Aim ▸
Find each line in the material below that contains the word "cycling", and copy those lines out in full.

Supplied data ▸
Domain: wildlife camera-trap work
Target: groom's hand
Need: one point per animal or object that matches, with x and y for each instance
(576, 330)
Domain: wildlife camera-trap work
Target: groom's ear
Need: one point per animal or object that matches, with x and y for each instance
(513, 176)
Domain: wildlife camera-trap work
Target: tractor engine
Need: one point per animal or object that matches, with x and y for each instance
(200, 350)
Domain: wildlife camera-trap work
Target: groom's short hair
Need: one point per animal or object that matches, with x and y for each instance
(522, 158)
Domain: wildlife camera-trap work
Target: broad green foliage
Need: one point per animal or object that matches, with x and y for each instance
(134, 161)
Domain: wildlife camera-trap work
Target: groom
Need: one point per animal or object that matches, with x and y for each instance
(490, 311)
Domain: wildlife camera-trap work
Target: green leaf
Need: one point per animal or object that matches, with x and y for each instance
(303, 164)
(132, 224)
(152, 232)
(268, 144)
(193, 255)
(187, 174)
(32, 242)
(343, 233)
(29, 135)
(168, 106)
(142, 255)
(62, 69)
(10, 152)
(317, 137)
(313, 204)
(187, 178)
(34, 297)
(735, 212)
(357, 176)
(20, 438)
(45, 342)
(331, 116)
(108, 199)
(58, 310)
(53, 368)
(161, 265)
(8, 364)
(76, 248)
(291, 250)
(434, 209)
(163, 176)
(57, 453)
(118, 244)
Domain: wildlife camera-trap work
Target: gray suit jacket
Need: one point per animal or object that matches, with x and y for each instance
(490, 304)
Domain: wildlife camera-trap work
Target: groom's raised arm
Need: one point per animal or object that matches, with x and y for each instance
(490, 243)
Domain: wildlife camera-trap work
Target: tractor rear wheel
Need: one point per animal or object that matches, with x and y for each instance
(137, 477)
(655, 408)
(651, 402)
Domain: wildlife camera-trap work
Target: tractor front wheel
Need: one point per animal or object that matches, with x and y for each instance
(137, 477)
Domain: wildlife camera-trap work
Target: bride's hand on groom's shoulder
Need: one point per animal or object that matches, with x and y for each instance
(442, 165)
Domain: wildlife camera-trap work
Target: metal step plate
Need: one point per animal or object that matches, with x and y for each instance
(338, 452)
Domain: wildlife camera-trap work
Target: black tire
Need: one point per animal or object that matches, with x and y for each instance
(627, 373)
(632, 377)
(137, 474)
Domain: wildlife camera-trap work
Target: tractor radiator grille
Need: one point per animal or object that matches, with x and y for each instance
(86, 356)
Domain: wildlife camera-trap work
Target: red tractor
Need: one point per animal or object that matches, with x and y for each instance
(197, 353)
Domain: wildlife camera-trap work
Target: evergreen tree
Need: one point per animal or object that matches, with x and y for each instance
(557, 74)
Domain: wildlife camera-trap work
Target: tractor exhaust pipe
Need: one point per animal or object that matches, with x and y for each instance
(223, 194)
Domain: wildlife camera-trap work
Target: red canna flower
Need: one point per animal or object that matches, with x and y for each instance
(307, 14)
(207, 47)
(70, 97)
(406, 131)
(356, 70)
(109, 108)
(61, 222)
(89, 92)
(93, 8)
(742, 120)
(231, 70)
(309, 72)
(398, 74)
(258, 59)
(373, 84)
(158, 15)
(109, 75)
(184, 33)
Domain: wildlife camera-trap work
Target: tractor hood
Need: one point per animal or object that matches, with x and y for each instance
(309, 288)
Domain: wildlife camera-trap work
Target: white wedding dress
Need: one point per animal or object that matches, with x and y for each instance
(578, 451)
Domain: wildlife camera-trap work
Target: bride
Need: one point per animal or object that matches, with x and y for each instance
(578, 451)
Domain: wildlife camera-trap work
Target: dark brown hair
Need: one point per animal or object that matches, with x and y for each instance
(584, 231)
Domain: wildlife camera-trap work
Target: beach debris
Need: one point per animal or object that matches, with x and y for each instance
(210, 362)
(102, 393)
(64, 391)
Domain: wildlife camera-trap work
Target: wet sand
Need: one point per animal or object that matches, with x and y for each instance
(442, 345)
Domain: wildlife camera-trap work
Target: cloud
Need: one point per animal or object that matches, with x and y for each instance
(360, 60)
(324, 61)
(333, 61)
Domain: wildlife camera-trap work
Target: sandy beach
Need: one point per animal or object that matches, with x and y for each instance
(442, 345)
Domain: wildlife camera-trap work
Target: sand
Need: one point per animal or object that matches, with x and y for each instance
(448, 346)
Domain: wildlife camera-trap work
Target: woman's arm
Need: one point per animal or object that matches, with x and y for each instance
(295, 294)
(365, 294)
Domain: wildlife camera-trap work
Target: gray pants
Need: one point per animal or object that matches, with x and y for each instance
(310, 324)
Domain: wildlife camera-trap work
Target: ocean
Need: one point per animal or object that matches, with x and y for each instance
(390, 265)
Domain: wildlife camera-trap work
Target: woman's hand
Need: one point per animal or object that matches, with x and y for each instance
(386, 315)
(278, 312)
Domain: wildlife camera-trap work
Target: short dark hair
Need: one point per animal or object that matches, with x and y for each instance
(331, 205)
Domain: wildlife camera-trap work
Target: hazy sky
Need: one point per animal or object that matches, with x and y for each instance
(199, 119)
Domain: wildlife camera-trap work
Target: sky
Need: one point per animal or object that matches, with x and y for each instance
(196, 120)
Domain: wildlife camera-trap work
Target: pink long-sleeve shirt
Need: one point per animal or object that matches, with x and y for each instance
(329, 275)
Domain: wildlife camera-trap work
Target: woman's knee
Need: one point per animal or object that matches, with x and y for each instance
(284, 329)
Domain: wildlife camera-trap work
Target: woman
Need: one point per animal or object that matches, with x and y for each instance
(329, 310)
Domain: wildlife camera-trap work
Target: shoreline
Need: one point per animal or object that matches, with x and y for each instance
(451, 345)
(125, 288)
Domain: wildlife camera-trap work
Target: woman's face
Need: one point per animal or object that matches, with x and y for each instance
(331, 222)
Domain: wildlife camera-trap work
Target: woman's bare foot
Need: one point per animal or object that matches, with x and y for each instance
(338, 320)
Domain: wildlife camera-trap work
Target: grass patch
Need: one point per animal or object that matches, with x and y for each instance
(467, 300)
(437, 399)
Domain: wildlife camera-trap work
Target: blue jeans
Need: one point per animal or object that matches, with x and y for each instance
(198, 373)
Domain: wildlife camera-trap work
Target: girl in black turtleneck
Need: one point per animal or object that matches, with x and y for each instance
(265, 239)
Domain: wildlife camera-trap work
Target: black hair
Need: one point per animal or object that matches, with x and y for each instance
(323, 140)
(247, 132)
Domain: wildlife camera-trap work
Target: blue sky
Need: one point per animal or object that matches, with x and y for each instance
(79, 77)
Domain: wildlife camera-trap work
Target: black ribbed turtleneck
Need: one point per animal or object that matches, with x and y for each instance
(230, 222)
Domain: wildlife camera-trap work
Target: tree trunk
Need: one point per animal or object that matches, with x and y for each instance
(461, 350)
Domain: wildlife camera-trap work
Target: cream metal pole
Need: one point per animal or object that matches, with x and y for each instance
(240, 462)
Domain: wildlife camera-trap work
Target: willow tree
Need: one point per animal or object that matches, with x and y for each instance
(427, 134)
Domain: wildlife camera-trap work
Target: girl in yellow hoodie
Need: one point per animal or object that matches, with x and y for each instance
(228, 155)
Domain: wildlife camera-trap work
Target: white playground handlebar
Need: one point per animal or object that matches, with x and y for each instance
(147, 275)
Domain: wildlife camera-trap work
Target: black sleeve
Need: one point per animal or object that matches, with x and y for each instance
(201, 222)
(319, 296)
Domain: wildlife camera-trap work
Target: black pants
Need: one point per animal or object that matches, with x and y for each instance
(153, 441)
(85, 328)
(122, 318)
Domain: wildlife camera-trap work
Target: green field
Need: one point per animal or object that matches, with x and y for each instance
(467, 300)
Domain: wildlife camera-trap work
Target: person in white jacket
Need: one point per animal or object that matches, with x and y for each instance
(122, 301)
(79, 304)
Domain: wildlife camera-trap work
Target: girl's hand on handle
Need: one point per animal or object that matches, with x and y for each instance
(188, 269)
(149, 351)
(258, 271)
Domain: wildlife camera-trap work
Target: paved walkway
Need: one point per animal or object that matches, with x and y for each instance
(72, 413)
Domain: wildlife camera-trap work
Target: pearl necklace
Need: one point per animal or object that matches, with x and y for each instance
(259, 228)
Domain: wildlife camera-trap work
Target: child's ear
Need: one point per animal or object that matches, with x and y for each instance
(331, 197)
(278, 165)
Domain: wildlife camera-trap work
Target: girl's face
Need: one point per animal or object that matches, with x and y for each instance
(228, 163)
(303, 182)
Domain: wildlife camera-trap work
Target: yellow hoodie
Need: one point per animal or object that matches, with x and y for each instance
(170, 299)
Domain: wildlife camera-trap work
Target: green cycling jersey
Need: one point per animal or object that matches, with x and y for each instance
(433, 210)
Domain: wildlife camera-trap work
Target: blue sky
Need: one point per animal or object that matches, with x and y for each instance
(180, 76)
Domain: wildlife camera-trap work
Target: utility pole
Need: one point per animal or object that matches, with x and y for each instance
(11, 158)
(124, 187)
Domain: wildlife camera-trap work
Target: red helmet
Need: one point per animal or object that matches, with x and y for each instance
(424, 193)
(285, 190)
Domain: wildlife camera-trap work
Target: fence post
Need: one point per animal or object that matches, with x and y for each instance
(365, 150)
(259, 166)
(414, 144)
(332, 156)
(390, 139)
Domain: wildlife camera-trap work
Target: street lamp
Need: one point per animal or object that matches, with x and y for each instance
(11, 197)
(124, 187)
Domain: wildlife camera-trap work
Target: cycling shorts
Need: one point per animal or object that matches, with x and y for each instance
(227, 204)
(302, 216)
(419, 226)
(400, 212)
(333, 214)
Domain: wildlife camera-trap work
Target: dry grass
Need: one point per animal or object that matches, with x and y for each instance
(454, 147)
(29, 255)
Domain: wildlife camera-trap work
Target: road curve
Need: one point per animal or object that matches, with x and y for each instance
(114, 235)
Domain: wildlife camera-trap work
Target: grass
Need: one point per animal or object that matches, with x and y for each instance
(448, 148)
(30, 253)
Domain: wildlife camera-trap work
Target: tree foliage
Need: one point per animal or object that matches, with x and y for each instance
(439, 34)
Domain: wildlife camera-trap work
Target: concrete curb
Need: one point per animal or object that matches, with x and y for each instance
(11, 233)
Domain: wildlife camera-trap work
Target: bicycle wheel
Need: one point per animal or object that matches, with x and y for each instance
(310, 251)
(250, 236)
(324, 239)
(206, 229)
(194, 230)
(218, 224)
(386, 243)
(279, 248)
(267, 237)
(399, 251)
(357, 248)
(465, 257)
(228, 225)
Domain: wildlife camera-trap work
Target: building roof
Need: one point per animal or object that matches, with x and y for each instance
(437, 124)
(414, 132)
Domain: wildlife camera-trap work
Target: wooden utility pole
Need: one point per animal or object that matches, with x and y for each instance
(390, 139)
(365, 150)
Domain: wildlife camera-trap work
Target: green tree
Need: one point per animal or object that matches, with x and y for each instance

Output ▸
Target: green cycling jersey
Target: cycling shorts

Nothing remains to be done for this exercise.